━━━ DATA RECORDS ━━━

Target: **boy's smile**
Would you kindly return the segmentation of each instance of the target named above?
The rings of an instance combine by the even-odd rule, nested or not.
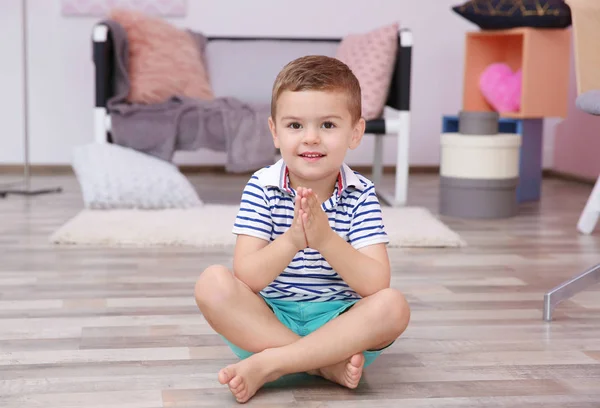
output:
[[[324,191],[333,188],[348,149],[359,145],[364,120],[353,120],[343,91],[284,91],[269,127],[292,187]]]
[[[314,163],[316,161],[321,160],[323,157],[327,156],[326,154],[319,152],[304,152],[300,153],[300,157],[306,160],[309,163]]]

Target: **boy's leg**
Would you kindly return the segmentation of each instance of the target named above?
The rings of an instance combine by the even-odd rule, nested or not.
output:
[[[300,338],[224,266],[208,267],[198,278],[194,292],[196,304],[210,326],[243,350],[257,353]]]
[[[200,275],[195,287],[195,297],[210,326],[244,351],[258,353],[300,339],[300,336],[277,319],[260,296],[224,266],[210,266]],[[361,307],[360,302],[354,307]],[[336,363],[339,364],[328,368],[319,367],[322,370],[313,370],[310,374],[336,381],[334,376],[345,368],[347,362]],[[353,370],[352,367],[348,369]],[[357,381],[361,372],[357,373]]]
[[[228,383],[236,399],[244,402],[265,382],[285,374],[332,369],[351,357],[349,364],[352,360],[360,364],[362,355],[355,354],[390,344],[406,329],[409,319],[410,308],[404,296],[395,289],[384,289],[361,299],[306,337],[224,368],[219,381]],[[362,370],[362,366],[357,368]],[[347,373],[342,371],[342,375]]]

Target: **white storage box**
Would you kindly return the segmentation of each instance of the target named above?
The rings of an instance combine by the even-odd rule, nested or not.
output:
[[[440,173],[444,177],[510,179],[519,176],[521,135],[462,135],[441,138]]]

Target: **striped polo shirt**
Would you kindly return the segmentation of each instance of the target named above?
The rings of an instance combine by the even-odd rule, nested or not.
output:
[[[274,241],[291,226],[295,197],[283,159],[258,170],[242,193],[233,233]],[[333,194],[321,208],[331,228],[354,248],[389,242],[373,183],[346,164],[340,168]],[[325,258],[311,248],[299,251],[261,294],[266,298],[301,302],[360,298]]]

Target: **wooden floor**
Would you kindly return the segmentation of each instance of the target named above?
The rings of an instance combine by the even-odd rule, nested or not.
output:
[[[192,180],[205,201],[235,203],[246,177]],[[236,359],[192,298],[231,253],[54,247],[81,195],[70,176],[38,181],[65,191],[0,199],[0,407],[236,406],[216,376]],[[600,262],[600,233],[575,229],[591,188],[546,180],[518,217],[441,217],[469,246],[391,250],[412,321],[357,390],[292,376],[248,405],[600,407],[600,287],[542,320],[543,293]],[[435,176],[411,177],[409,194],[437,210]]]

━━━

EXERCISE AIM
If any image appears in the entries, omit it and return the rest verbatim.

RESULT FOR THIS TASK
Target: **boy's smile**
Would you kindly return the segmentation of each instance of the target named above?
The rings of an instance combine by the even-odd rule, nested or not.
output:
[[[324,191],[333,188],[348,149],[359,145],[364,120],[353,120],[343,91],[284,91],[269,127],[292,187]]]
[[[314,163],[316,161],[321,160],[323,157],[327,156],[326,154],[319,152],[304,152],[300,153],[300,157],[306,160],[309,163]]]

Target: **boy's leg**
Would you kindly return the segmentation of each instance of the target named above?
The rings of an instance combine by the even-odd rule, nested or not.
output:
[[[300,338],[224,266],[208,267],[198,278],[194,292],[196,304],[210,326],[243,350],[257,353]]]
[[[200,275],[195,287],[195,297],[210,326],[244,351],[258,353],[300,339],[300,336],[277,319],[260,296],[224,266],[210,266]],[[361,307],[360,302],[354,307]],[[336,363],[339,364],[328,368],[319,367],[322,370],[313,370],[310,374],[336,381],[334,376],[345,368],[347,362]],[[353,370],[352,367],[348,369]],[[357,381],[361,372],[357,373]]]
[[[228,383],[236,399],[244,402],[265,382],[285,374],[332,369],[351,357],[349,364],[352,360],[360,364],[362,355],[355,354],[390,344],[406,329],[409,319],[410,308],[404,296],[395,289],[384,289],[361,299],[306,337],[224,368],[219,381]],[[362,370],[362,366],[357,368]],[[347,373],[342,371],[342,375]]]

Target: **white storage box**
Would you kindly return the segmentation of each instance of the target named above?
The rings of an instance combine by the even-odd rule, nested or not.
output:
[[[440,173],[444,177],[510,179],[519,176],[521,135],[462,135],[441,138]]]

Target: **striped polo shirt**
Would you kindly return the segmentation of each instance of the target named above?
The rings of an instance combine by the even-odd rule, nested or not.
output:
[[[274,241],[291,226],[295,197],[283,159],[258,170],[242,193],[233,233]],[[333,194],[321,208],[331,228],[354,248],[389,242],[373,183],[346,164],[340,168]],[[325,258],[311,248],[299,251],[261,294],[266,298],[301,302],[360,298]]]

Target: **wooden floor**
Would you kindly return the segmentation of each instance of the target named above?
The rings of an instance combine by the even-odd rule, nested or not.
output:
[[[192,180],[205,201],[235,203],[246,177]],[[236,359],[192,298],[231,253],[54,247],[81,195],[70,176],[38,181],[65,191],[0,199],[0,407],[236,406],[216,376]],[[600,262],[600,233],[575,229],[591,188],[546,180],[518,217],[441,217],[469,246],[391,250],[412,321],[357,390],[292,376],[248,405],[600,407],[600,287],[542,320],[543,293]],[[435,176],[411,177],[409,194],[437,210]]]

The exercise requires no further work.